### Material shown

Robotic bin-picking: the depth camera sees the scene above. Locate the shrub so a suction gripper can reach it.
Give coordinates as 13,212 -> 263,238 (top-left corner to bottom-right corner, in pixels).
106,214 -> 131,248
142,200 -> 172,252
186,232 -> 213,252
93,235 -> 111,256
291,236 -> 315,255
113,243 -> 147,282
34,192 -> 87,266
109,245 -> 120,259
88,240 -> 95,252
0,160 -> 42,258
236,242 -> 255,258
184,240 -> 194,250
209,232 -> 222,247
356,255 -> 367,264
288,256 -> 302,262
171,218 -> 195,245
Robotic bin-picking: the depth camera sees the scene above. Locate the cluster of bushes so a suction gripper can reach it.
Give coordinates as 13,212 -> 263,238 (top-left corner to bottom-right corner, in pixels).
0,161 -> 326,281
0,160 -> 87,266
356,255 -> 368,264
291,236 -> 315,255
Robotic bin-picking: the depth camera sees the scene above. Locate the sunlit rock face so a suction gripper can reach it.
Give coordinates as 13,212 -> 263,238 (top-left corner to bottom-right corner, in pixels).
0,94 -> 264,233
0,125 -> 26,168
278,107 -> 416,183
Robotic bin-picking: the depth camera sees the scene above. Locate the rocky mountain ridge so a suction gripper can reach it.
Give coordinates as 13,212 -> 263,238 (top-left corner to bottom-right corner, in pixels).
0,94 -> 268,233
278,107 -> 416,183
--
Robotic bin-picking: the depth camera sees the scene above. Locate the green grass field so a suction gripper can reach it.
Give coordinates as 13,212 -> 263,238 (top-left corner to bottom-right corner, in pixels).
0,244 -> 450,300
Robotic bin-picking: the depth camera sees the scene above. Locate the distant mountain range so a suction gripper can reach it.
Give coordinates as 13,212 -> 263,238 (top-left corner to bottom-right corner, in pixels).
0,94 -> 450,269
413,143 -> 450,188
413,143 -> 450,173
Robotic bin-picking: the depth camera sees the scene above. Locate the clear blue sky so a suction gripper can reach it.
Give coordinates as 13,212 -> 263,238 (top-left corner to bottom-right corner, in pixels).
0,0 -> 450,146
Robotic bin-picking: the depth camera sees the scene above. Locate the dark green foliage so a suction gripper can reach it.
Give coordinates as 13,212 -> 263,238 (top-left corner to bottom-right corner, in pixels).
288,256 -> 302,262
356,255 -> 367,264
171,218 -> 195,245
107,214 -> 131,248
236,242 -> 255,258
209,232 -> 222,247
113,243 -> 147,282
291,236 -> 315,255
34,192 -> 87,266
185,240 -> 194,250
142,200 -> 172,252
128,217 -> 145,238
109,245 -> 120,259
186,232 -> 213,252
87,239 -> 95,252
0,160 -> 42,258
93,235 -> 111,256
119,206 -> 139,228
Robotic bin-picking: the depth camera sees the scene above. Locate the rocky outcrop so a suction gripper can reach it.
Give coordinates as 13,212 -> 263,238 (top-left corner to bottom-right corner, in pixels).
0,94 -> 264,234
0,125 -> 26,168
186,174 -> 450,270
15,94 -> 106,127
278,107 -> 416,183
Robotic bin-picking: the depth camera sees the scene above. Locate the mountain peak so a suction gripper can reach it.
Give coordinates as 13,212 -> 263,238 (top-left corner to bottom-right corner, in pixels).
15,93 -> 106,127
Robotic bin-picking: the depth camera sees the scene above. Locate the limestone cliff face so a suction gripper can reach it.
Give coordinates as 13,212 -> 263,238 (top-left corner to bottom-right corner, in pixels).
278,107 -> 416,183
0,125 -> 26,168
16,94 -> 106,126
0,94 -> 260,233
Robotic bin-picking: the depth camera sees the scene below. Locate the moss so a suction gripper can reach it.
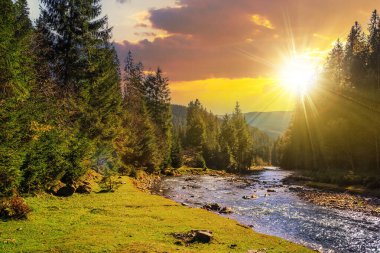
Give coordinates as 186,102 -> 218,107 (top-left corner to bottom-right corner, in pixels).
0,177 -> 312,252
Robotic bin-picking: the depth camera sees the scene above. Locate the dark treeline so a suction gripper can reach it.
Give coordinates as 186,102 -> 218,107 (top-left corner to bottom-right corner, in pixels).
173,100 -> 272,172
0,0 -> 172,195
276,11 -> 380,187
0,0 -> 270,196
---
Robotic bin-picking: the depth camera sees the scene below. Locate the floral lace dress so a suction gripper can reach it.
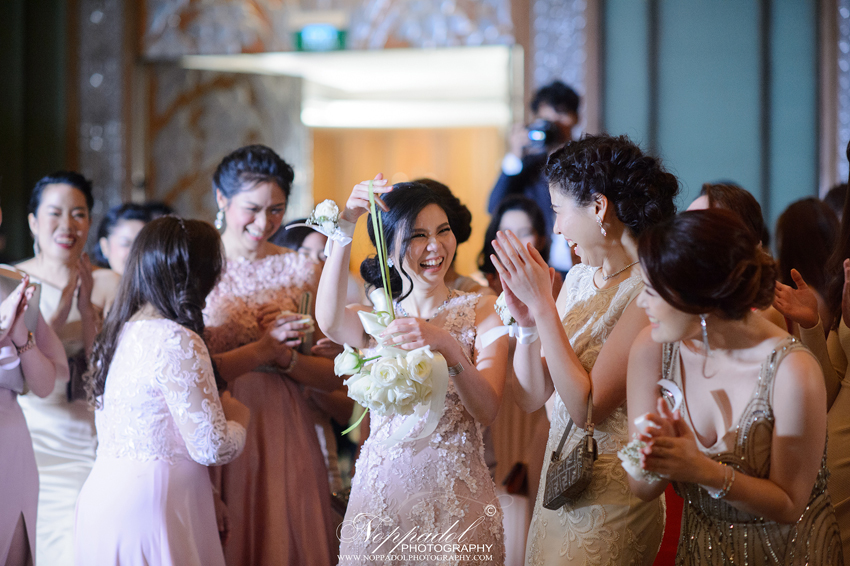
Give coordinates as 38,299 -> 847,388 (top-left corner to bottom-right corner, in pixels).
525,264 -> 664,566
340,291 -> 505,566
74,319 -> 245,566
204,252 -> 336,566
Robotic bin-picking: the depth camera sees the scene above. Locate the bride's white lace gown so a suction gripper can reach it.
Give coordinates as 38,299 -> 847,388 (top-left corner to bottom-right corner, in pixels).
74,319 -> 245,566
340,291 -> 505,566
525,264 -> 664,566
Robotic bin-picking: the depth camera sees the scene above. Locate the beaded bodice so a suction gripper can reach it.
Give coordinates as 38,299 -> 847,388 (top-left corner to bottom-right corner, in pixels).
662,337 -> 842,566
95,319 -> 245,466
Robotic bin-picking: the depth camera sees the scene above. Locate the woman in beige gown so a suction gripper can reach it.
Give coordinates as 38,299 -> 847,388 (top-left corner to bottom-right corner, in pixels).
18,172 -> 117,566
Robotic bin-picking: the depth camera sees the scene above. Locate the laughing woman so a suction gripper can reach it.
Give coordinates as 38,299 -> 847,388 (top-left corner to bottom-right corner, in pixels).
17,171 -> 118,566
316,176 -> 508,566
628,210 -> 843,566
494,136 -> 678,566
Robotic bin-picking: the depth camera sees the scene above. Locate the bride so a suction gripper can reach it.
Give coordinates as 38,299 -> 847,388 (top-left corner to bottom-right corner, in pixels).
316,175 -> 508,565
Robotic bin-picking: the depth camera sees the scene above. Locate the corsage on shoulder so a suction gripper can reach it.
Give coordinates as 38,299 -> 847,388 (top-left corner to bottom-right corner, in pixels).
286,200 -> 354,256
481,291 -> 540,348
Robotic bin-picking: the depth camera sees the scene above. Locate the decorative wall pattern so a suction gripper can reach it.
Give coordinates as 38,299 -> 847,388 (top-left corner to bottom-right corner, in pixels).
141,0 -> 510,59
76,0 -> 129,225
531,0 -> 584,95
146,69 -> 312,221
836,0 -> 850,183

### Direction
Put the lines into a numbered list, starting at the line containing "peak so a suction gripper can reach it." and ending at the line containing "0,0 -> 270,196", both included. Omit blank lines and leave the pictures out.

### Result below
1. Robotic bin-picking: the depth camera sees the scene above. Locate the mountain peak so a suction gripper can reach it.
2. Give coordinates as 13,212 -> 263,238 (top-left corner to bottom-right corner, in pixels).
3. 15,93 -> 106,127
4. Robotic bin-picking: the depth camera sees the scene above. Locate the limestone cliff face so a suction gripper can reach it.
5. Give coordinates as 13,212 -> 263,238 (top-left corner to bottom-right corner, in pixels).
6. 278,107 -> 416,183
7. 0,125 -> 26,168
8. 16,94 -> 106,126
9. 0,94 -> 260,233
10. Robotic bin-picking: the depth camera sees the scene below. Locate the moss so a suction gripper can reach it.
11. Give coordinates as 186,102 -> 218,107 (top-left corner to bottom-right corner, in pixels).
12. 0,177 -> 312,252
13. Robotic bin-picking: the depth camera sees the scene above. Locate the dark treeline so a suction gripper can reach it.
14. Give coordinates as 186,102 -> 218,107 (top-left corner to bottom-right corner, in pixels).
15. 173,100 -> 272,172
16. 0,0 -> 172,195
17. 276,11 -> 380,187
18. 0,0 -> 270,196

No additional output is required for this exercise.